:: MATERIAL PROVIDED

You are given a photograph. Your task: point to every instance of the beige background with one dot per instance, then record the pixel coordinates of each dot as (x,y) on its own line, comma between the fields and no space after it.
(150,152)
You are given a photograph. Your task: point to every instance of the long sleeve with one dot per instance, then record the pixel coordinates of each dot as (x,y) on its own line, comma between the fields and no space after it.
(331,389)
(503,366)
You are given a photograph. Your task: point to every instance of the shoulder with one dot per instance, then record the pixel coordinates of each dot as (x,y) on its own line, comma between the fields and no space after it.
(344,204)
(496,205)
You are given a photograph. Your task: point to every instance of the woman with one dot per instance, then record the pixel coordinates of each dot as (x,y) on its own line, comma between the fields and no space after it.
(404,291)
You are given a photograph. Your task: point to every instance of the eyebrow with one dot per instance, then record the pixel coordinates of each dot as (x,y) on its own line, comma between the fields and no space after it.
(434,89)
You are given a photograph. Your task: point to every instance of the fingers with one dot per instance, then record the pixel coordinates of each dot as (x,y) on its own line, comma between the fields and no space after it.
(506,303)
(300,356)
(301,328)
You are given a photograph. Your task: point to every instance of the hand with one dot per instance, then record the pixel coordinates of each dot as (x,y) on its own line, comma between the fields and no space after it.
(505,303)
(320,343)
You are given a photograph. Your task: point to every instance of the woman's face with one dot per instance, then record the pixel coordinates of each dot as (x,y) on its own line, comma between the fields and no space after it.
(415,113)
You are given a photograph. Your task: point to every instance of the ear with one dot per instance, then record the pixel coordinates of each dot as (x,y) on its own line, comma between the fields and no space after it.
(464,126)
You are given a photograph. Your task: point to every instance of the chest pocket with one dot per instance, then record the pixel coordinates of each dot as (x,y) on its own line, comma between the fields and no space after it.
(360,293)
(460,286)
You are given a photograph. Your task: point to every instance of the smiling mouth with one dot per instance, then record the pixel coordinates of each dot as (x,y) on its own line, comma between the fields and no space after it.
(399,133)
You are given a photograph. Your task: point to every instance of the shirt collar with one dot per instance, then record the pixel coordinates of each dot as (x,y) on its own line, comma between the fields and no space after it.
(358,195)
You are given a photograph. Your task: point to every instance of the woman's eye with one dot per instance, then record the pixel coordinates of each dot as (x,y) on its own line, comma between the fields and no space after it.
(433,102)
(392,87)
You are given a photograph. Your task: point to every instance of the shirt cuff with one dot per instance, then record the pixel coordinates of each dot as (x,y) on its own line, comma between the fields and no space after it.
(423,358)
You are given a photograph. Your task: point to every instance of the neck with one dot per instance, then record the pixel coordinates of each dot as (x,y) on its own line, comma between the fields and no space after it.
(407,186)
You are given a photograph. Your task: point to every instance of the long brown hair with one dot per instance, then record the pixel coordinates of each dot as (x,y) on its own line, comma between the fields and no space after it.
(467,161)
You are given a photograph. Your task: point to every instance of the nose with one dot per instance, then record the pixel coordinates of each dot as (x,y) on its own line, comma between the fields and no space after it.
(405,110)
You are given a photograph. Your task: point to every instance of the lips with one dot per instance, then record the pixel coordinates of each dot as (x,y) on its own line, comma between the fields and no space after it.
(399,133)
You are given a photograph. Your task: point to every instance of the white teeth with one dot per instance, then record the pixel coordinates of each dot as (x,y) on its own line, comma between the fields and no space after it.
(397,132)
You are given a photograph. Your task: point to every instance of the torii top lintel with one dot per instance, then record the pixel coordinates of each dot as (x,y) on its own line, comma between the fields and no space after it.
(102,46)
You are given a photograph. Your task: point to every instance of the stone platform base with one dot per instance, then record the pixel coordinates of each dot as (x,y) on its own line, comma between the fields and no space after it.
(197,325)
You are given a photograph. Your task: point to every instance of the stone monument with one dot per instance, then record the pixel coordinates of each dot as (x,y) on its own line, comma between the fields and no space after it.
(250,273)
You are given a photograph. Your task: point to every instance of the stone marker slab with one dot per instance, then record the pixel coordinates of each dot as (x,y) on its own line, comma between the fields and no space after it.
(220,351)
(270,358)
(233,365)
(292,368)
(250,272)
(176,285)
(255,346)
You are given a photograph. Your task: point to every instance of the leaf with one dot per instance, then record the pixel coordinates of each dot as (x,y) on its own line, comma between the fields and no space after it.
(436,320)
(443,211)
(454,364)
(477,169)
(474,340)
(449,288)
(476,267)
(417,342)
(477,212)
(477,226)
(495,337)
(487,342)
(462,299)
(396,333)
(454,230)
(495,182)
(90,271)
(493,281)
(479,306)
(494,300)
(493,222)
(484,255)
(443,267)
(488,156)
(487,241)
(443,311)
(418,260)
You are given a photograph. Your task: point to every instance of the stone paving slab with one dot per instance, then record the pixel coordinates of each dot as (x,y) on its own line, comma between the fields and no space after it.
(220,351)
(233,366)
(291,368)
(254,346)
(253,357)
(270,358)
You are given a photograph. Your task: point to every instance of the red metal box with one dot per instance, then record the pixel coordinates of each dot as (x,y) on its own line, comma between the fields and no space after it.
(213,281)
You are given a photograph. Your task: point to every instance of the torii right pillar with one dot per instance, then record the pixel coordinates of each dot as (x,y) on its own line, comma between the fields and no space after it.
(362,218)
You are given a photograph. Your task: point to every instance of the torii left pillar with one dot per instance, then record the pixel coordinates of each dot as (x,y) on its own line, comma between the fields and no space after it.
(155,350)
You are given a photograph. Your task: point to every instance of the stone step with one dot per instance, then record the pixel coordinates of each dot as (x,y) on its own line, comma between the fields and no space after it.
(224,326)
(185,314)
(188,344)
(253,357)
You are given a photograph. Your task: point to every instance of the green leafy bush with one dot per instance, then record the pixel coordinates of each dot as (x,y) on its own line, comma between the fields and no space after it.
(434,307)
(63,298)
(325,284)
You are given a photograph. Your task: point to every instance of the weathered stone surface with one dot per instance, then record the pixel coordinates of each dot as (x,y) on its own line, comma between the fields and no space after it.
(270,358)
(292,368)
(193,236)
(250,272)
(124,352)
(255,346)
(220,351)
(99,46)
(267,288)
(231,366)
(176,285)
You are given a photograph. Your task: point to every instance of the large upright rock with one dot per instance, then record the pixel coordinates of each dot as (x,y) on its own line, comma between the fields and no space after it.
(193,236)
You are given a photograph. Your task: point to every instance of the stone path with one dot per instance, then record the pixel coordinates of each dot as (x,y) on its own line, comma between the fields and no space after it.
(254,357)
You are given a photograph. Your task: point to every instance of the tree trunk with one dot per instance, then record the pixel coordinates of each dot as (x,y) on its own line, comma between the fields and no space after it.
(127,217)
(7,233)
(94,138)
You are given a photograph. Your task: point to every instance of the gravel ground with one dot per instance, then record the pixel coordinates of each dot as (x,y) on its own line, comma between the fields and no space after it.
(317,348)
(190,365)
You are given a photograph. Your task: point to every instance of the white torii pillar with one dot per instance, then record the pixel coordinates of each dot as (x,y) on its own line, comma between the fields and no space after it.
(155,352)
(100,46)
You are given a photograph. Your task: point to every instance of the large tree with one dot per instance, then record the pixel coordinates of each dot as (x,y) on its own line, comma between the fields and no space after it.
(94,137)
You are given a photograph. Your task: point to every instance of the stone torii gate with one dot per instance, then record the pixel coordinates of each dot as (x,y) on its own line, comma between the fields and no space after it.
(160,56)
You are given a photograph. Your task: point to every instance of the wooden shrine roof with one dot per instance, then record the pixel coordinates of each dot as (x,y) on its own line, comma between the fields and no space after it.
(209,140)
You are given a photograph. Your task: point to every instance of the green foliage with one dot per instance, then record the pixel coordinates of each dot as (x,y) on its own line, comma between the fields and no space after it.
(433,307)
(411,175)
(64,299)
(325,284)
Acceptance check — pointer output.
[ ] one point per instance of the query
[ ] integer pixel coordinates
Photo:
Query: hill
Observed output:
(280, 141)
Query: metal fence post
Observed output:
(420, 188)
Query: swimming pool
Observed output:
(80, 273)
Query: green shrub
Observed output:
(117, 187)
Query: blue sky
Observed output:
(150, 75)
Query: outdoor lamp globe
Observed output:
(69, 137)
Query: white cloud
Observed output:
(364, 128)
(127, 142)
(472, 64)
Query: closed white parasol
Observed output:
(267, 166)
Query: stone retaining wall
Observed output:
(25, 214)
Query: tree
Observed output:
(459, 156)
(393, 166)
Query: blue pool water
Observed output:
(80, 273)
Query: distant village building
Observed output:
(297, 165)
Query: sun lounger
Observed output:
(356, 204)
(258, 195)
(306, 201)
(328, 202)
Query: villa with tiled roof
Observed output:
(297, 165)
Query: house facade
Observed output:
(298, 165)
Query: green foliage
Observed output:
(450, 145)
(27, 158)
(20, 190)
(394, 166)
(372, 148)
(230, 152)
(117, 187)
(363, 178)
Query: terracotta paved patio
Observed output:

::::

EXERCISE REQUIREMENTS:
Write out each line of the data that holds the string "blue".

TASK SOLUTION:
Query: blue sky
Query: blue pool water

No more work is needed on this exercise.